• _Text provided_
At least once a week, I have a patient that comes to our Northern NJ office with the complaint of a neuroma in his or her foot. How do they know? They read it on the internet or their next door neighbor told them. Although not uncommon, these are typically misdiagnosed. I also have patients referred by their primary doctor with a referral for treatment of this condition. After a thorough examination, I find about 10% of patients to actually have a neuroma.
What Exactly Is Morton’s Neuroma?
A neuroma and specifically a Morton’s neuroma is found between the middle toe and the toe next to the pinky toe. It is located on the bottom of the foot where these toes meet the foot. You can have a neuroma anywhere on the body but typically, in the foot, it is in this location. This is a Morton’s neuroma.
A neuroma is a pinched nerve that has had micro-trauma for a long time. The outside lining of the nerve thickens and because of its location the pressure begins to cause symptoms. This is not a tumor. Because the structure of the nerve has gotten larger and the space it occupies remains the same, outside pressure causes the nerve to change its normal function.
In 27 years of practice I found one legitimate neuroma under the great toe, one on top of the foot and a third on the side of the ankle. All the others were Morton’s neuromas. I could discuss legitimate in person if you need explanation.

• _Things to do_
A – Decide whether each statement below agrees with the Morton's neuroma text, and answer yes or no, quoting the words of the text that settle it. (i) A Morton's neuroma sits on the top of the foot. (ii) A neuroma is a tumor. (iii) After a thorough examination, about 10% of patients turn out to actually have a neuroma.
B – According to the Morton's neuroma text, between which two toes is a Morton's neuroma found?
C – Pick up the Morton's neuroma text where it stops and continue it.

• _Material supplied_
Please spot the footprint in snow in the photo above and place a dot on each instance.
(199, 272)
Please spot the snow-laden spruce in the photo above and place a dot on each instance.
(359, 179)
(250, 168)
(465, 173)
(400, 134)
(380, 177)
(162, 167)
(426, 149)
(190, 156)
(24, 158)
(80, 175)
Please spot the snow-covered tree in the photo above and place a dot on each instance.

==

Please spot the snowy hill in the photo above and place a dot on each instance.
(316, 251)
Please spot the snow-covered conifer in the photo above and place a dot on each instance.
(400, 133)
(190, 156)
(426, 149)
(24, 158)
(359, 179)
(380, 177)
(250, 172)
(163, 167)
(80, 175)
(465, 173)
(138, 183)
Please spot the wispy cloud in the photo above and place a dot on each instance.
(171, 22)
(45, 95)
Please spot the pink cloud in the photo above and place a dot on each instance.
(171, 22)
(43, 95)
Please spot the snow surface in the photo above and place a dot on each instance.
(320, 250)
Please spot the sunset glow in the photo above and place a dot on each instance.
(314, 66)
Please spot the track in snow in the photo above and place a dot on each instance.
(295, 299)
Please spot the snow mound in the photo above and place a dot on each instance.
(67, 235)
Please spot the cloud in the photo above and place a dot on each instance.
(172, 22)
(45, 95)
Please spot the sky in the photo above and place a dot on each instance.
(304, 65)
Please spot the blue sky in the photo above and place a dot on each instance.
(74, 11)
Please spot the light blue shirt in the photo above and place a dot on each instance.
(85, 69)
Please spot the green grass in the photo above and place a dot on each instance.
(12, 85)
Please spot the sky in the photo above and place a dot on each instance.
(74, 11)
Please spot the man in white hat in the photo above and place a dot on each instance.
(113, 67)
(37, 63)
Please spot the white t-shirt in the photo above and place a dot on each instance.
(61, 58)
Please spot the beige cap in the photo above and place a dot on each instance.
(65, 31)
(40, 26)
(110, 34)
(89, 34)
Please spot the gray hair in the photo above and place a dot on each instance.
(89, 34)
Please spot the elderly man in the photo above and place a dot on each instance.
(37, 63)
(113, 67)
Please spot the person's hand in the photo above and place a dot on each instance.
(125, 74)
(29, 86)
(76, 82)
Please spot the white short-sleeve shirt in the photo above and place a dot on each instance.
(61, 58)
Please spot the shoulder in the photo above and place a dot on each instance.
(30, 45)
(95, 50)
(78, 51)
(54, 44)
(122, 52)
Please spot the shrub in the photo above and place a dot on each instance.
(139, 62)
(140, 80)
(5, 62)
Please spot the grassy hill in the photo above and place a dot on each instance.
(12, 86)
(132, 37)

• _Written responses_
A –
(i) No: "It is located on the bottom of the foot where these toes meet the foot."
(ii) No: "This is not a tumor."
(iii) Yes: "After a thorough examination, I find about 10% of patients to actually have a neuroma."

B – Between the middle toe and the toe next to the pinky toe.

C –
The Complaints Vary, But Are Not Limited To The Following …
Most people that come in for what they think may be a neuroma come in for inflammation of a joint near the area. This typically is swollen and much more painful than a neuroma. The treatment for these two entities is completely different. Some patients begin to treat themselves based on their Google search and come in after causing more problems because of incorrect treatment.
It takes years of practice to differentiate these two pathologies and some people never learn the difference. Most of the time, the patient receives a cortisone injection. This may work for one problem and not for the other. Many times the patient has an inappropriate procedure performed.
The cause of the neuroma and the joint inflammation is poor shoe fittings. When one continues to ignore the discomfort created by their shoes, they will likely cause a chronic problem.
If you think you may have pain from what you were told may be a neuroma, you should have an expert evaluate your foot and give you advice.